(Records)
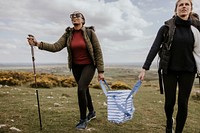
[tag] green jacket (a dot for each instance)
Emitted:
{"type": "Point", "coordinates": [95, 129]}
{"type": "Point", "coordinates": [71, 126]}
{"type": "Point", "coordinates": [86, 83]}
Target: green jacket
{"type": "Point", "coordinates": [92, 43]}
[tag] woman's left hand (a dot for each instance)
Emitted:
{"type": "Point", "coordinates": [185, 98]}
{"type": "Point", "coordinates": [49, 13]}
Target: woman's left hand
{"type": "Point", "coordinates": [100, 76]}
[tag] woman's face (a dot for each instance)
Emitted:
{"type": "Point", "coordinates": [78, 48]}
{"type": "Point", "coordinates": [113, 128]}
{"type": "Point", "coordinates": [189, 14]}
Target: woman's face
{"type": "Point", "coordinates": [183, 9]}
{"type": "Point", "coordinates": [77, 19]}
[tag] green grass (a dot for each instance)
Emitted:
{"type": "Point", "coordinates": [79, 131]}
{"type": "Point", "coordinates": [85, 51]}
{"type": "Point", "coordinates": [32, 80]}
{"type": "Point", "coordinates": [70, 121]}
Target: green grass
{"type": "Point", "coordinates": [18, 108]}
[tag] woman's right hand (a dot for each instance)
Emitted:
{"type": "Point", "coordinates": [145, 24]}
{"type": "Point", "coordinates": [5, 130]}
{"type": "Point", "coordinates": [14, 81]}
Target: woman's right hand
{"type": "Point", "coordinates": [142, 74]}
{"type": "Point", "coordinates": [32, 41]}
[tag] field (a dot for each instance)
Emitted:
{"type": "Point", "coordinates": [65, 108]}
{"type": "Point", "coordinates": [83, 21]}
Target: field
{"type": "Point", "coordinates": [59, 107]}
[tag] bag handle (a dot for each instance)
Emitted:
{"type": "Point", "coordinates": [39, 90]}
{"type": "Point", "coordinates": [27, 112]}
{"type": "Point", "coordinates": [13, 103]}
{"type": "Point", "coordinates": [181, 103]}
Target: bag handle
{"type": "Point", "coordinates": [135, 89]}
{"type": "Point", "coordinates": [103, 86]}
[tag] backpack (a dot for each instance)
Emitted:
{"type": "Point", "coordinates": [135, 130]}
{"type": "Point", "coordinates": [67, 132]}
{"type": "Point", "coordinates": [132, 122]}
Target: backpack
{"type": "Point", "coordinates": [164, 52]}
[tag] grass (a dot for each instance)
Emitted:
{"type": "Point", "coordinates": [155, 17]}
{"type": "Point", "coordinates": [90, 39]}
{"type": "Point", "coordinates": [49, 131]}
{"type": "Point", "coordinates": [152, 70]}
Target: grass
{"type": "Point", "coordinates": [18, 108]}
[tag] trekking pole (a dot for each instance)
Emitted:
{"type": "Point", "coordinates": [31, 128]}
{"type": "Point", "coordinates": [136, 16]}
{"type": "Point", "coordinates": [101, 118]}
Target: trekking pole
{"type": "Point", "coordinates": [34, 71]}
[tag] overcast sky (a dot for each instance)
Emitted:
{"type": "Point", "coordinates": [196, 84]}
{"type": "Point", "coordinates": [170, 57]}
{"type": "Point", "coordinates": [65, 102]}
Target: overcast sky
{"type": "Point", "coordinates": [125, 28]}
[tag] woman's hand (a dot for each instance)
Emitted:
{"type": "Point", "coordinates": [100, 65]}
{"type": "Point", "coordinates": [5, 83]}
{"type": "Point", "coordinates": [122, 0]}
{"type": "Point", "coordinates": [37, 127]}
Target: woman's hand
{"type": "Point", "coordinates": [100, 76]}
{"type": "Point", "coordinates": [142, 74]}
{"type": "Point", "coordinates": [32, 41]}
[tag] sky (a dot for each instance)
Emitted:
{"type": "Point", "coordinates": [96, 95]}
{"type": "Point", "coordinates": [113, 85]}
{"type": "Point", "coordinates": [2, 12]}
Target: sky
{"type": "Point", "coordinates": [126, 29]}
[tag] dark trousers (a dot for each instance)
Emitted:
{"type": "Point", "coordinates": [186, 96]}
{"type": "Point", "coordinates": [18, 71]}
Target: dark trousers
{"type": "Point", "coordinates": [184, 80]}
{"type": "Point", "coordinates": [83, 75]}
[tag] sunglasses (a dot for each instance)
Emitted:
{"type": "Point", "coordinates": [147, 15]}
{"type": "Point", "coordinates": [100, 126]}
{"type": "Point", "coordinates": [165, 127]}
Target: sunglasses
{"type": "Point", "coordinates": [76, 15]}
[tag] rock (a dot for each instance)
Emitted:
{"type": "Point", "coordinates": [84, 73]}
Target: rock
{"type": "Point", "coordinates": [15, 129]}
{"type": "Point", "coordinates": [57, 105]}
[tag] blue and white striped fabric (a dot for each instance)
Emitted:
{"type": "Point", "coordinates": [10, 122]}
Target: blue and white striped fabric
{"type": "Point", "coordinates": [120, 103]}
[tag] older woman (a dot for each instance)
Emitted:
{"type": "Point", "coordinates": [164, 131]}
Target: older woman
{"type": "Point", "coordinates": [179, 61]}
{"type": "Point", "coordinates": [84, 56]}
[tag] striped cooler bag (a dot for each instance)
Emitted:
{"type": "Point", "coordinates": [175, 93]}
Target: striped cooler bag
{"type": "Point", "coordinates": [120, 105]}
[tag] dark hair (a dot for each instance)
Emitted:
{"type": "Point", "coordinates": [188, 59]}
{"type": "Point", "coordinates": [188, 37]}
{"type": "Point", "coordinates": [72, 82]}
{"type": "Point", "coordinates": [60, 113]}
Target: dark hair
{"type": "Point", "coordinates": [194, 16]}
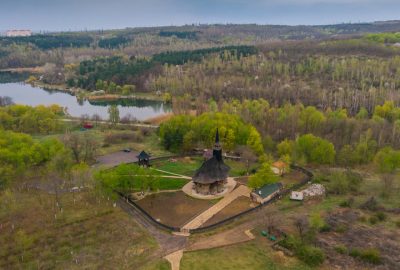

**OBJECTIVE**
Update the records above by changing every "Emitted" to "Predicted" and keeping everything else the same. Leave the pictures out of your answer.

**FINISHED TASK**
[tag] green jacket (a dot for each instance)
Predicted:
{"type": "Point", "coordinates": [95, 129]}
{"type": "Point", "coordinates": [71, 126]}
{"type": "Point", "coordinates": [86, 83]}
Target: green jacket
{"type": "Point", "coordinates": [92, 43]}
[tag] woman's left hand (a dot for each instance)
Predicted:
{"type": "Point", "coordinates": [185, 98]}
{"type": "Point", "coordinates": [49, 13]}
Target: woman's left hand
{"type": "Point", "coordinates": [100, 76]}
[tag] woman's face (a dot for each instance)
Predicted:
{"type": "Point", "coordinates": [78, 48]}
{"type": "Point", "coordinates": [113, 128]}
{"type": "Point", "coordinates": [189, 14]}
Target: woman's face
{"type": "Point", "coordinates": [183, 9]}
{"type": "Point", "coordinates": [77, 19]}
[tag] green grass (a dot for each instance)
Predicted:
{"type": "Point", "coordinates": [79, 131]}
{"type": "Point", "coordinates": [85, 51]}
{"type": "Point", "coordinates": [32, 80]}
{"type": "Point", "coordinates": [70, 121]}
Target: green grass
{"type": "Point", "coordinates": [18, 108]}
[tag] woman's right hand (a dot for each instance)
Predicted:
{"type": "Point", "coordinates": [145, 24]}
{"type": "Point", "coordinates": [5, 130]}
{"type": "Point", "coordinates": [14, 81]}
Target: woman's right hand
{"type": "Point", "coordinates": [142, 74]}
{"type": "Point", "coordinates": [32, 41]}
[tag] field (a dot for each instance)
Predicted:
{"type": "Point", "coordinates": [65, 108]}
{"type": "Point", "coordinates": [83, 21]}
Target: field
{"type": "Point", "coordinates": [59, 107]}
[tag] bag handle (a dot for each instance)
Predicted:
{"type": "Point", "coordinates": [39, 90]}
{"type": "Point", "coordinates": [27, 112]}
{"type": "Point", "coordinates": [13, 103]}
{"type": "Point", "coordinates": [181, 103]}
Target: bag handle
{"type": "Point", "coordinates": [135, 89]}
{"type": "Point", "coordinates": [103, 86]}
[tag] backpack (a dot for each instance)
Predicted:
{"type": "Point", "coordinates": [135, 130]}
{"type": "Point", "coordinates": [67, 132]}
{"type": "Point", "coordinates": [132, 122]}
Target: backpack
{"type": "Point", "coordinates": [164, 52]}
[tag] grass (a dot for each instance)
Predicted:
{"type": "Point", "coordinates": [155, 17]}
{"type": "Point", "coordinates": [90, 39]}
{"type": "Point", "coordinates": [49, 131]}
{"type": "Point", "coordinates": [152, 70]}
Target: grass
{"type": "Point", "coordinates": [18, 108]}
[tag] trekking pole (a dot for each instance)
Predicted:
{"type": "Point", "coordinates": [31, 128]}
{"type": "Point", "coordinates": [136, 16]}
{"type": "Point", "coordinates": [101, 118]}
Target: trekking pole
{"type": "Point", "coordinates": [34, 71]}
[tag] overcast sky (a dot for each instance)
Predicted:
{"type": "Point", "coordinates": [196, 84]}
{"type": "Point", "coordinates": [170, 57]}
{"type": "Point", "coordinates": [65, 102]}
Target: overcast sky
{"type": "Point", "coordinates": [125, 28]}
[tag] woman's hand (a dot for each instance)
Predicted:
{"type": "Point", "coordinates": [100, 65]}
{"type": "Point", "coordinates": [5, 83]}
{"type": "Point", "coordinates": [122, 0]}
{"type": "Point", "coordinates": [37, 127]}
Target: woman's hand
{"type": "Point", "coordinates": [100, 76]}
{"type": "Point", "coordinates": [142, 74]}
{"type": "Point", "coordinates": [32, 41]}
[tag] sky (a dot for each instance)
Predicted:
{"type": "Point", "coordinates": [96, 95]}
{"type": "Point", "coordinates": [113, 85]}
{"type": "Point", "coordinates": [2, 12]}
Target: sky
{"type": "Point", "coordinates": [126, 29]}
[tag] dark trousers (a dot for each instance)
Predicted:
{"type": "Point", "coordinates": [186, 96]}
{"type": "Point", "coordinates": [18, 71]}
Target: dark trousers
{"type": "Point", "coordinates": [184, 80]}
{"type": "Point", "coordinates": [83, 75]}
[tag] sunglasses (a dot for each instance)
Predicted:
{"type": "Point", "coordinates": [147, 15]}
{"type": "Point", "coordinates": [100, 126]}
{"type": "Point", "coordinates": [165, 127]}
Target: sunglasses
{"type": "Point", "coordinates": [76, 15]}
[tag] rock (a dot for each instance)
Predicted:
{"type": "Point", "coordinates": [84, 73]}
Target: rock
{"type": "Point", "coordinates": [15, 129]}
{"type": "Point", "coordinates": [57, 105]}
[tag] blue and white striped fabric (a dot for each instance)
Predicted:
{"type": "Point", "coordinates": [10, 122]}
Target: blue and white striped fabric
{"type": "Point", "coordinates": [120, 103]}
[tag] older woman (a dot for each instance)
Predicted:
{"type": "Point", "coordinates": [164, 131]}
Target: older woman
{"type": "Point", "coordinates": [179, 61]}
{"type": "Point", "coordinates": [84, 56]}
[tag] striped cooler bag (a dot for each instance)
Predicted:
{"type": "Point", "coordinates": [175, 93]}
Target: striped cooler bag
{"type": "Point", "coordinates": [120, 105]}
[tag] dark hair (a dot for each instance)
Predicted:
{"type": "Point", "coordinates": [188, 59]}
{"type": "Point", "coordinates": [188, 37]}
{"type": "Point", "coordinates": [72, 82]}
{"type": "Point", "coordinates": [60, 113]}
Target: dark hair
{"type": "Point", "coordinates": [194, 16]}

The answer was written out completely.